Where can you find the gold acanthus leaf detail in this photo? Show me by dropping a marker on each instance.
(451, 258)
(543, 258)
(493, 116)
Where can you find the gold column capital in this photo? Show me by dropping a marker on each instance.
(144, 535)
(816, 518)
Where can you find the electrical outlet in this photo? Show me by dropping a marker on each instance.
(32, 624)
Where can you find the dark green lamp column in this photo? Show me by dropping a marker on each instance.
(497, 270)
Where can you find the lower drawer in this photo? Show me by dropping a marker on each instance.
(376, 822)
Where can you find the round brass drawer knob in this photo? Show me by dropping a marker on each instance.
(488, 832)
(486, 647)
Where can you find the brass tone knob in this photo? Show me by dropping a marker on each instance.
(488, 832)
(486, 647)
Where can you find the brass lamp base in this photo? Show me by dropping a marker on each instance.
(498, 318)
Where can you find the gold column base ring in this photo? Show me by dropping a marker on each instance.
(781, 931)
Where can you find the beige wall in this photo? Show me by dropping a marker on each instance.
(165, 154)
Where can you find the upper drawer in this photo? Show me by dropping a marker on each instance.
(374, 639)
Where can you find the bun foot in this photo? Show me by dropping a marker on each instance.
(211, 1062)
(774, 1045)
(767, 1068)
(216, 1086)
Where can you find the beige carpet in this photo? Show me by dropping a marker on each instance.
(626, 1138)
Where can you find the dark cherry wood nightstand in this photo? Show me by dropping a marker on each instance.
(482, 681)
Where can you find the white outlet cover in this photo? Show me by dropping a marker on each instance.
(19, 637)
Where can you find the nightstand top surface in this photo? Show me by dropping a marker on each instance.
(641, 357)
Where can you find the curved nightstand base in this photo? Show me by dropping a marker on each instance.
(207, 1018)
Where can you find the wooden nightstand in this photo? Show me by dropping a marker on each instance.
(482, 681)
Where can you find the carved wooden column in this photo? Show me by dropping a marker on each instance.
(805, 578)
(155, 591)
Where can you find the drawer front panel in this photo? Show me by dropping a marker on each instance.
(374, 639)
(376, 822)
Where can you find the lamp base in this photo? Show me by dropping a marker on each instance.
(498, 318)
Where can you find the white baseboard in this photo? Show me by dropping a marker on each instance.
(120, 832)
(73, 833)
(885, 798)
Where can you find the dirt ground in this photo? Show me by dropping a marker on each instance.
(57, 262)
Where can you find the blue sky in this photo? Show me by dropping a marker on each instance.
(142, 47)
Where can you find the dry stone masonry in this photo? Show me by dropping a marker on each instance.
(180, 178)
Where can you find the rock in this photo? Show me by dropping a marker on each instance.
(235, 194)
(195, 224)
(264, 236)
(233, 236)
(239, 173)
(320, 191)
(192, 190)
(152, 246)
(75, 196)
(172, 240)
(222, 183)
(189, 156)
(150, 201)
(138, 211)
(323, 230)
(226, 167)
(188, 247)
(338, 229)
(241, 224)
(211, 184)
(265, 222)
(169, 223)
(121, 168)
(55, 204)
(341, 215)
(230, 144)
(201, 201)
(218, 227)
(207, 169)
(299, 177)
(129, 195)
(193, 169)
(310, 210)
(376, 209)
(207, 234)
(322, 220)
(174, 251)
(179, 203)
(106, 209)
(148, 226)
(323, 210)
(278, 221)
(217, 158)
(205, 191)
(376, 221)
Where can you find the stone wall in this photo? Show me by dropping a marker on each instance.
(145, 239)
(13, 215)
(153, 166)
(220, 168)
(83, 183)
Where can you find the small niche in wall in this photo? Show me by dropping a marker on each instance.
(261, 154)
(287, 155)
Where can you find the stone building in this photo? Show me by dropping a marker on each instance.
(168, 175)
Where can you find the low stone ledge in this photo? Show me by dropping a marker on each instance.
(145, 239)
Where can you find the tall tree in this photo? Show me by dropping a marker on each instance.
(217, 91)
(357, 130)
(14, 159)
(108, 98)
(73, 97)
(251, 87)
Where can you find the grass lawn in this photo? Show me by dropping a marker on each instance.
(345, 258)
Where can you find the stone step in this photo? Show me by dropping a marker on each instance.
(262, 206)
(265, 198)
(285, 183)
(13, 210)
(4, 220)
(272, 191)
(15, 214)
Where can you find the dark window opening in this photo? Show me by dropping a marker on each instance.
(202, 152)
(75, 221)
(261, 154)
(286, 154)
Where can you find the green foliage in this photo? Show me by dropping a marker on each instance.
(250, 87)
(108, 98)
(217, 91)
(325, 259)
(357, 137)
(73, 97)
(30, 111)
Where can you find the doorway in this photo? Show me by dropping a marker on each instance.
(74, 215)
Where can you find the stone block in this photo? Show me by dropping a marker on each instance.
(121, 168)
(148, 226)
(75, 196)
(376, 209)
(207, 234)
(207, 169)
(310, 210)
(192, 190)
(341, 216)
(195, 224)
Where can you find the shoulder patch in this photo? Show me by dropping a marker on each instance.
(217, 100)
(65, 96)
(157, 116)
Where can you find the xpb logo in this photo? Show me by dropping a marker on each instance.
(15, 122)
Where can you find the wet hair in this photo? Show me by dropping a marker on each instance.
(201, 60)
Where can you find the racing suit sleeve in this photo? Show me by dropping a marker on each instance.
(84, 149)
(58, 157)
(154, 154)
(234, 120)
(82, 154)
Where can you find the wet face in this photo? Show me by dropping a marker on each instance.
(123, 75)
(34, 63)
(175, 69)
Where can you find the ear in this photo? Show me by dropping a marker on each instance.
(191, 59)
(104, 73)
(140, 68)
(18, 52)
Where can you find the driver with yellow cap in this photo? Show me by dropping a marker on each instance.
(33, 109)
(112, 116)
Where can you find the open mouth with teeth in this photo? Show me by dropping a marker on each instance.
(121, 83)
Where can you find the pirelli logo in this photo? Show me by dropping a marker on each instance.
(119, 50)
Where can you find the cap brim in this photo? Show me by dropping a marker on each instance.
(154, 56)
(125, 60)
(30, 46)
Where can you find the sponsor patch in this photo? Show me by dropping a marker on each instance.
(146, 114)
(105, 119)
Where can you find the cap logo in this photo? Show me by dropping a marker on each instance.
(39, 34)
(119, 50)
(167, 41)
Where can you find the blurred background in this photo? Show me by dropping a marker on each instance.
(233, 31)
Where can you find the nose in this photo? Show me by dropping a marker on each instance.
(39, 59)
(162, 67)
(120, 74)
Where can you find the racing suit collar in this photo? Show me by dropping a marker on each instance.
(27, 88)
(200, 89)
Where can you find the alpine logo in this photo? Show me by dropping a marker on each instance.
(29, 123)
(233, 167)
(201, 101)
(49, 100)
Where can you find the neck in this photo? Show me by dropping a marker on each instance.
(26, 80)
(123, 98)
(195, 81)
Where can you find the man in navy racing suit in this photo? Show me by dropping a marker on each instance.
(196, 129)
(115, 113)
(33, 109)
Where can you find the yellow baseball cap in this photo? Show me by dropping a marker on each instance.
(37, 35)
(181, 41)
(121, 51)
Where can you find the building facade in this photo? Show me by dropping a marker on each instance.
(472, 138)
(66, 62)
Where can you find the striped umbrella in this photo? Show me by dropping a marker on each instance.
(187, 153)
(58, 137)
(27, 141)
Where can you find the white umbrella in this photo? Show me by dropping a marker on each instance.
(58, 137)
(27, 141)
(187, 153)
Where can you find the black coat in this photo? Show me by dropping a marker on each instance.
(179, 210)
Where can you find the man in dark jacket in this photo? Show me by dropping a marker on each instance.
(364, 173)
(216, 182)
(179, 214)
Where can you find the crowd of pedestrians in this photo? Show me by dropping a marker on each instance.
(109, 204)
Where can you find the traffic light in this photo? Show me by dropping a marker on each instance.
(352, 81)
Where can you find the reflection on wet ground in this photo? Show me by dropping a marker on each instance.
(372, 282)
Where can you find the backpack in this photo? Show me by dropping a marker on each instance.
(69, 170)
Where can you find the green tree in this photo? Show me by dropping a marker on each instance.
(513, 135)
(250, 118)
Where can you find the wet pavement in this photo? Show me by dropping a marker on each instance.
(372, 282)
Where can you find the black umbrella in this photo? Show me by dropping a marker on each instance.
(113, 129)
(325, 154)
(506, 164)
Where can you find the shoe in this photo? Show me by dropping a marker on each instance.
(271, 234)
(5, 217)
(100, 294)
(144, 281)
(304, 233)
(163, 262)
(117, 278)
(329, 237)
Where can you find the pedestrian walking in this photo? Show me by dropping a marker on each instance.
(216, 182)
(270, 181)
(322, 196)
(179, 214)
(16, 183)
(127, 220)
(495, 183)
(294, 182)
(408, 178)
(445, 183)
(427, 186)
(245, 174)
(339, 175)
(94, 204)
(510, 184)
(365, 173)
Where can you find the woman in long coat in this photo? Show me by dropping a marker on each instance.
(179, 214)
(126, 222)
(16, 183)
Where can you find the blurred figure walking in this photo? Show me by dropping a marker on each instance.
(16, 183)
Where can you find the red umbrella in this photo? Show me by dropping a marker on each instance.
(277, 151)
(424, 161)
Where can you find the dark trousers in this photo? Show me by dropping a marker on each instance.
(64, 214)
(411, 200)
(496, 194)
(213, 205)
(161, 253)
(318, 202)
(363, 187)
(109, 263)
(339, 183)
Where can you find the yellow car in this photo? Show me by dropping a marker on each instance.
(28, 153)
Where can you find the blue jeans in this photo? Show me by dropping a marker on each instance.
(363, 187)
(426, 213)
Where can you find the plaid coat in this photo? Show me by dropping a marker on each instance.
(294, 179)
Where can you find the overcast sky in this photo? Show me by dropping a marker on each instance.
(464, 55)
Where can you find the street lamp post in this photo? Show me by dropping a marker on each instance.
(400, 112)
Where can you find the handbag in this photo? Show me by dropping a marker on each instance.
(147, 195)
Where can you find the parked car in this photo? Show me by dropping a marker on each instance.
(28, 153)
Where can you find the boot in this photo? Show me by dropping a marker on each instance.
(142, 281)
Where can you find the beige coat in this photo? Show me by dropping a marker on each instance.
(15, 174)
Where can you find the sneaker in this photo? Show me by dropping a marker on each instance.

::::::

Starting at the line that contains "Where can you find the handbag", quote each remaining line of the entries above, unchanged.

# Solution to this task:
Where can you find the handbag in this photo? Show me by dropping a marker on each instance.
(147, 195)
Where can you find the parked car in this photo? Show me by dropping a marker on each instance.
(28, 153)
Where can you find the boot in this photo? Show me by dropping a marker on each instance.
(142, 281)
Where can you find the beige coat in this photo? Show me by dropping a marker on each instance.
(15, 174)
Where can you find the sneaker in this photo? Show me by dropping a marker on each instance.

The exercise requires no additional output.